# Given passage:
From: John Foliot <jfoliot@stanford.edu>
Date: Fri, 18 Sep 2009 09:43:35 -0700 (PDT)
To: "'Robin Berjon'" <robin@berjon.com>, <public-device-apis@w3.org>
Cc: "'David Singer'" <singer@apple.com>
Message-ID: <005401ca387f$2a5fbd80$7f1f3880$@edu>
Robin Berjon wrote:
> 
> Hi all,
> 
> some of you may be interested in his BarCamp on Accessible Media that
> will take place at Stanford on 2009-11-01, 

Hi Robin,

Slight point of clarification: while we will be using the lose-structure
common at Barcamps in terms of deciding who will present what when (etc.),
this is not a Barcamp per-se but rather a moderated,
'roll-up-your-sleeves' workshop with some loose goals attached.
Interested parties are encouraged to review the write-up attached, or feel
free to contact either myself or David Singer for more details.

Thanks!

JF



> >
> > We plan to hold an informal workshop or two on the subject of
> > Accessibility of Media Elements in HTML 5.  The media elements are
> > audio
> > and video, and their supporting elements such as source.
> >
> > This will be an informal workshop, as we wish to hold it before the
> > November 2009 TPAC and there is not sufficient time to announce a
> > formal
> > workshop (six weeks' notice is required
> > <http://www.w3.org/2005/10/Process-20051014/events.html#GAEvents>).

# Short task 1:
Count the lines of the records that contain the string "green", treating uppercase and lowercase as different, and give only that number.

Excerpts of location labeling data:
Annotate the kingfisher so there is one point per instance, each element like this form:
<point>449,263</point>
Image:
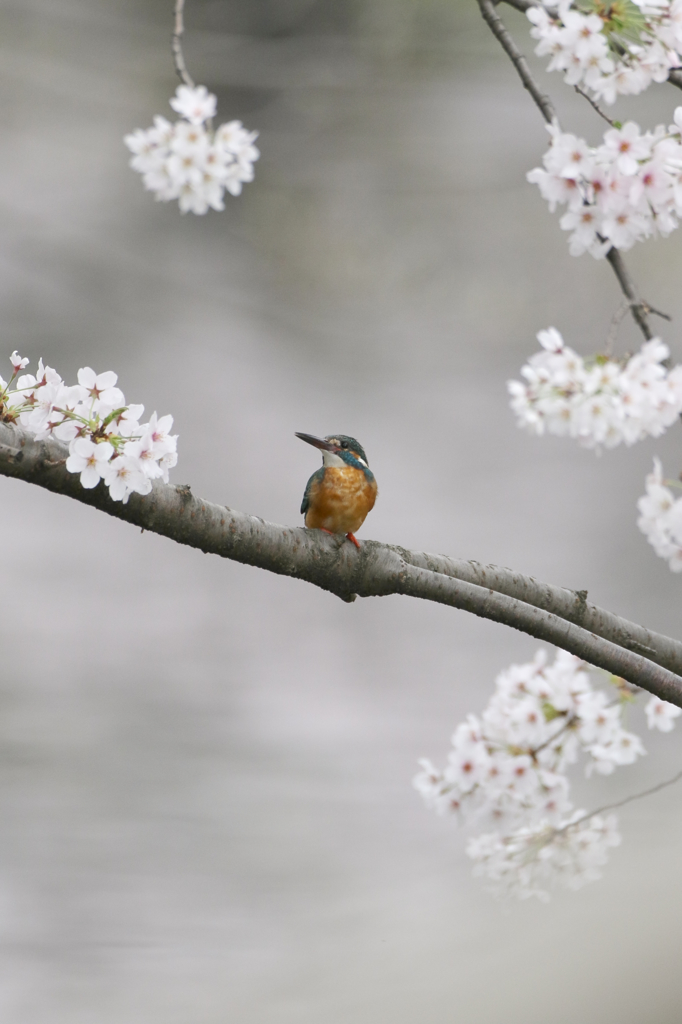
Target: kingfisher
<point>339,495</point>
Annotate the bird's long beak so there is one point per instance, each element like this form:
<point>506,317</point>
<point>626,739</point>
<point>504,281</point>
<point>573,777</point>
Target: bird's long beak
<point>317,442</point>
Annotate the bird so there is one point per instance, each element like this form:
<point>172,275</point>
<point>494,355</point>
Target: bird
<point>339,496</point>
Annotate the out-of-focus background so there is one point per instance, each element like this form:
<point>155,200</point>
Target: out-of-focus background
<point>206,811</point>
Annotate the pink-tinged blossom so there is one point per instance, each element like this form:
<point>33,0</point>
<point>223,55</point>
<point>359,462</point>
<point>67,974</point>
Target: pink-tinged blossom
<point>507,768</point>
<point>187,161</point>
<point>17,363</point>
<point>195,103</point>
<point>661,518</point>
<point>593,53</point>
<point>104,436</point>
<point>623,192</point>
<point>89,460</point>
<point>124,475</point>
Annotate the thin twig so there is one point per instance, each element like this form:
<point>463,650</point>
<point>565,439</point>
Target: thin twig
<point>176,46</point>
<point>499,29</point>
<point>616,320</point>
<point>638,308</point>
<point>594,104</point>
<point>622,803</point>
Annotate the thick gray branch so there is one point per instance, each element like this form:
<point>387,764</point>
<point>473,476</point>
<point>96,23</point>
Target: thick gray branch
<point>549,613</point>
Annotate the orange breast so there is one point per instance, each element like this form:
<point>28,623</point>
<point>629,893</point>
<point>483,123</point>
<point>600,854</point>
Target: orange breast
<point>341,500</point>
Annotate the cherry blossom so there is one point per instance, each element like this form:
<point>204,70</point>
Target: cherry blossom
<point>612,50</point>
<point>107,441</point>
<point>661,518</point>
<point>627,189</point>
<point>187,161</point>
<point>507,768</point>
<point>534,860</point>
<point>599,401</point>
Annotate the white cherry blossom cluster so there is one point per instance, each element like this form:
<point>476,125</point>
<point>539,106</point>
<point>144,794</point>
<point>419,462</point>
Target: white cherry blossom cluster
<point>661,518</point>
<point>610,49</point>
<point>627,189</point>
<point>107,441</point>
<point>599,401</point>
<point>508,768</point>
<point>189,162</point>
<point>534,860</point>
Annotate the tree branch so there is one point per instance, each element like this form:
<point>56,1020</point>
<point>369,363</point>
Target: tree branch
<point>377,569</point>
<point>500,31</point>
<point>176,45</point>
<point>638,307</point>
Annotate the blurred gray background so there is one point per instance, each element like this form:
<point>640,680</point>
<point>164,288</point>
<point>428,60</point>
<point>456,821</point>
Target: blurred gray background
<point>205,770</point>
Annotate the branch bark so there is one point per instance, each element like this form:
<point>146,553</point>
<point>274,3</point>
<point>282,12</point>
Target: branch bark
<point>176,45</point>
<point>550,613</point>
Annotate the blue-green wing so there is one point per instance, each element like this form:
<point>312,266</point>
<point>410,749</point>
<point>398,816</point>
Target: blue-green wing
<point>315,478</point>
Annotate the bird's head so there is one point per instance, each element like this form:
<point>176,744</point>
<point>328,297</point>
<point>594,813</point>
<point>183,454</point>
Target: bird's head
<point>338,450</point>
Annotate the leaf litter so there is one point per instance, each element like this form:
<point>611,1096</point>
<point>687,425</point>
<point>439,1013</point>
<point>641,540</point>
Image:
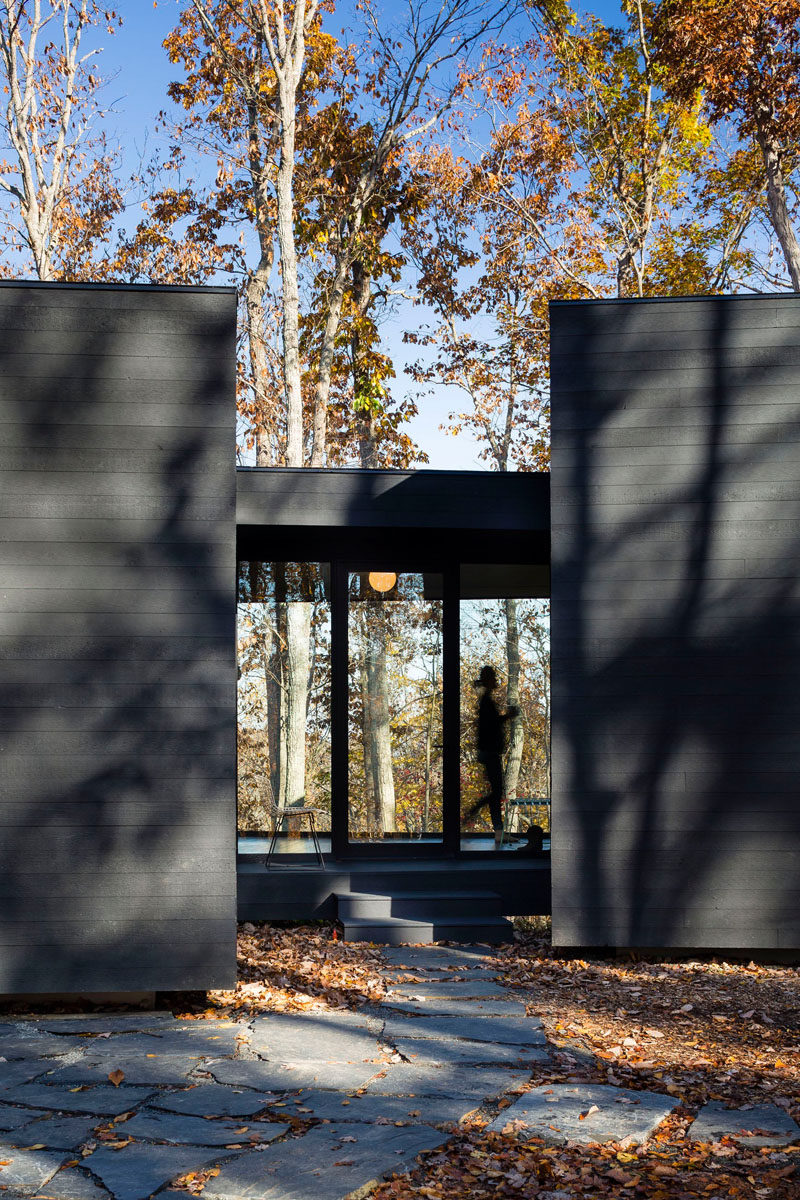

# Short task 2:
Rewrite the email between "Slight point of" and "for more details.", inclusive, with "workshop" changed to "session".

# Task response 1:
2

# Task response 2:
Slight point of clarification: while we will be using the lose-structure
common at Barcamps in terms of deciding who will present what when (etc.),
this is not a Barcamp per-se but rather a moderated,
'roll-up-your-sleeves' session with some loose goals attached.
Interested parties are encouraged to review the write-up attached, or feel
free to contact either myself or David Singer for more details.